### Request
In the records below, change every occurrence of "sports performance review" to "interior design review" and copy all other text unchanged.
>>>
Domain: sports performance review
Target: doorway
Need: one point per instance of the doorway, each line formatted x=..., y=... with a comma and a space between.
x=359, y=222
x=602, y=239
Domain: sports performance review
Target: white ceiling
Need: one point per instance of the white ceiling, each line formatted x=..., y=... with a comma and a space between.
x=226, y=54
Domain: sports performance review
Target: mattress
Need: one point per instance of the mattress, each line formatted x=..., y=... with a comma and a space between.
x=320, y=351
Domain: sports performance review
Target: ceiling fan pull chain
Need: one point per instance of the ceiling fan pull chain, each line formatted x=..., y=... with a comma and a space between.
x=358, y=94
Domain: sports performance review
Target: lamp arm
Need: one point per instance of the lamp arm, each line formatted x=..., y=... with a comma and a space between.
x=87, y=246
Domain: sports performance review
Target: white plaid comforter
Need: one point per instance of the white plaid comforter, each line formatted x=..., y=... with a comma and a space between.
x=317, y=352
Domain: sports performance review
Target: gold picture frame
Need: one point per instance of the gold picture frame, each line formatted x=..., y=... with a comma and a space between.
<<<
### Finished answer
Domain: interior design review
Target: doorway
Need: one point per instance of the doorway, each line formatted x=..., y=... with a comma and a space between.
x=359, y=222
x=602, y=239
Domain: interior design review
Target: white ceiling
Need: one point per instance of the white ceiling, each line formatted x=..., y=... with a comma and a space between.
x=226, y=54
Domain: interior design review
Target: mattress
Need: one point per instance of the mattress, each line formatted x=..., y=... with a comma and a space between.
x=320, y=351
Domain: interior design review
Target: ceiling fan pull chain
Need: one point per instance of the ceiling fan pull chain, each line formatted x=..., y=... with a comma and a space between.
x=358, y=94
Domain: interior design review
Target: lamp arm
Need: one point per instance of the lamp arm, each line formatted x=..., y=... with a comma and a space between.
x=87, y=246
Domain: interior design review
Target: white plaid comforter
Need: one point per instance of the white plaid comforter, each line formatted x=..., y=... with a comma and a space between.
x=317, y=352
Domain: interior design review
Target: gold picture frame
Need: one point per instance of the gold picture frame, each line formatted x=..., y=... with a comma and a space between.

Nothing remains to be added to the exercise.